Problem to solve - Print the whole listing exactly.

____________

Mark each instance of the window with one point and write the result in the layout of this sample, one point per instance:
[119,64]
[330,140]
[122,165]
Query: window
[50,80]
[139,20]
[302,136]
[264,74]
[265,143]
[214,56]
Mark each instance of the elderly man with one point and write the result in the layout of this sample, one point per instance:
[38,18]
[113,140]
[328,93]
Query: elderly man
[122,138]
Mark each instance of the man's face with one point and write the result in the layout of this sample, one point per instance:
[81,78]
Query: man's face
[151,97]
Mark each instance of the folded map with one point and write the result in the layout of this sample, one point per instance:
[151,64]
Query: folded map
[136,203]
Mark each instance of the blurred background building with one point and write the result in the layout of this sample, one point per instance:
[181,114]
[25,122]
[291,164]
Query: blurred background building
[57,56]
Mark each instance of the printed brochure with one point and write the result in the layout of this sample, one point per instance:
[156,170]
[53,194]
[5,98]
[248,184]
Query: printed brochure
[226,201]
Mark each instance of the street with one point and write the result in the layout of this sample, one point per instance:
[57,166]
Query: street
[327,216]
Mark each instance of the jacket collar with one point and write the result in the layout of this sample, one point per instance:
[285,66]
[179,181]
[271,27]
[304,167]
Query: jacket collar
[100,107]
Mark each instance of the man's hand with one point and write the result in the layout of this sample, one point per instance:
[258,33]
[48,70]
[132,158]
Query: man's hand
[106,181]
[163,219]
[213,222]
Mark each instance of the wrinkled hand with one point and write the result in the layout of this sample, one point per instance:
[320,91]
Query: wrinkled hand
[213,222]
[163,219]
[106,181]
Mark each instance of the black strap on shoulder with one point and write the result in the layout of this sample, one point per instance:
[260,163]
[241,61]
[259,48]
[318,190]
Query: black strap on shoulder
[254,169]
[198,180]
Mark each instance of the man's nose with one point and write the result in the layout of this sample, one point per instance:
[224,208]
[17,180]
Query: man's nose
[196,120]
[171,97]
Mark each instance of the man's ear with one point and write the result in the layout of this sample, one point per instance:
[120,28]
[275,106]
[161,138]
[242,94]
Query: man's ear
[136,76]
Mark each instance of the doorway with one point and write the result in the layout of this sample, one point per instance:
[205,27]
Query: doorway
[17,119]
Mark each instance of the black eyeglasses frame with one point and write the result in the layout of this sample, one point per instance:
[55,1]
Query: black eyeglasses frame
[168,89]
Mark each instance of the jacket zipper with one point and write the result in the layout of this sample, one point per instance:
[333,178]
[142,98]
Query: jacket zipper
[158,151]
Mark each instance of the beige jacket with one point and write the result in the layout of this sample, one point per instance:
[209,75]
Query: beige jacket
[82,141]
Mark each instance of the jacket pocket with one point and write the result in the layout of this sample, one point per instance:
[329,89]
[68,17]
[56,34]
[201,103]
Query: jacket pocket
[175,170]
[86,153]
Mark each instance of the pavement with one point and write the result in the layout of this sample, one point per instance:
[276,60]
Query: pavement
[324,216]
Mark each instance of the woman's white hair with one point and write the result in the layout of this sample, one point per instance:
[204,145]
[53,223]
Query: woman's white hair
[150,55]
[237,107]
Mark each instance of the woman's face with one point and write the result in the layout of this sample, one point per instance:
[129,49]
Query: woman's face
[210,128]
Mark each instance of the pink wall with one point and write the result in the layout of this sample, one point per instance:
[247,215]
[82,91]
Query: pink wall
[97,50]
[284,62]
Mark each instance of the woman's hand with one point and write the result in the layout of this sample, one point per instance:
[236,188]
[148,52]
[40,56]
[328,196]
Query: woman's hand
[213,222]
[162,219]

____________

Solution for this problem -
Mark each instance of the window with one point and write the result in the layout of this sample, one point per instance:
[119,64]
[330,140]
[122,165]
Query: window
[50,80]
[139,20]
[302,136]
[264,74]
[265,143]
[214,56]
Mark each instance of the elderly man with one point and write the result in the layout of this sample, one point per instance:
[38,18]
[113,140]
[328,93]
Query: elderly man
[122,138]
Mark each instance of the man's face with one point and write the result in the layout of this sample, one point per instance:
[81,78]
Query: man's face
[151,97]
Mark each instance of the folded map with one point and write the result in the layout of this sample, one point per instance:
[151,64]
Query: folded map
[136,203]
Mark each instance of the blurred background building with one point and write the result in the layout of this sample, one point per instance:
[181,114]
[25,122]
[291,164]
Query: blurred background building
[57,56]
Mark each instance of the printed brochure with one point and write the result in the layout of this sample, one point per instance:
[156,170]
[53,194]
[5,98]
[248,184]
Query: printed brochure
[226,201]
Mark each instance of the street with one point and write the result in the layout of this sample, one point per instance:
[57,166]
Query: street
[327,216]
Mark each instance of the jacket collar with one point and write the result in the layout of this sample, one point per instance:
[285,66]
[179,181]
[271,27]
[304,167]
Query: jacket collar
[100,107]
Mark each instance of the man's hand with one point and write the result in the layout of this sample, one point per instance:
[258,33]
[48,70]
[132,158]
Query: man's hand
[106,181]
[163,219]
[213,222]
Mark each instance of the wrinkled hand with one point and write the result in the layout of this sample, one point per instance:
[320,91]
Query: wrinkled hand
[213,222]
[163,219]
[106,181]
Mark each instance of the black strap on shoulder with one point and write the result in the layout of this sample, one point per instance:
[260,163]
[241,61]
[259,48]
[318,190]
Query: black strap on shoulder
[254,169]
[198,180]
Mark each instance of the man's nose with one point and write the result in the layout of this sample, one point per instance:
[224,208]
[17,180]
Query: man's nose
[196,120]
[171,97]
Mark each instance of the man's ear with one point and write the result in the layout of this sample, one point per instance:
[120,28]
[275,106]
[161,138]
[242,94]
Query: man's ear
[136,76]
Mark each instance of the doorway with one point and write the result in the layout of this sample, one point per instance:
[205,27]
Query: doorway
[17,119]
Mark each instance of the black eyeglasses frame with one point and write the result in the layout of this sample, one point per instance:
[55,1]
Query: black eyeglasses frame
[168,89]
Mark each instance of the jacket zipper with one point and write the result in the layout of this sample, one point per instance:
[333,178]
[142,98]
Query: jacket zipper
[158,151]
Mark each instance of the beige jacket with one point and write the result in the layout of this sample, one point per instance:
[209,75]
Query: beige jacket
[82,141]
Mark each instance of the jacket pocket with one point and write the result in the layout of this sample, one point per instance:
[329,89]
[68,17]
[56,34]
[201,103]
Query: jacket pocket
[175,170]
[86,153]
Mark each instance of the pavement with one point and write the result in the layout of this sample, one point per instance:
[276,60]
Query: pavement
[324,216]
Mark each instance of the woman's white hair with one point and write the result in the layout of this sample, one point per instance:
[204,145]
[53,223]
Query: woman's white hair
[150,55]
[237,107]
Mark each instance of the woman's face with one point and write the result in the layout of this sample, one point per instance:
[129,49]
Query: woman's face
[210,128]
Mark each instance of the pink wall with one point and write the result in the layout of this sample, one point per instance:
[247,215]
[82,91]
Query: pink wall
[97,50]
[284,62]
Mark each instance of the woman's hand with one point and write the result in the layout of this sample, one point per instance:
[236,188]
[148,52]
[40,56]
[328,196]
Query: woman's hand
[213,222]
[162,219]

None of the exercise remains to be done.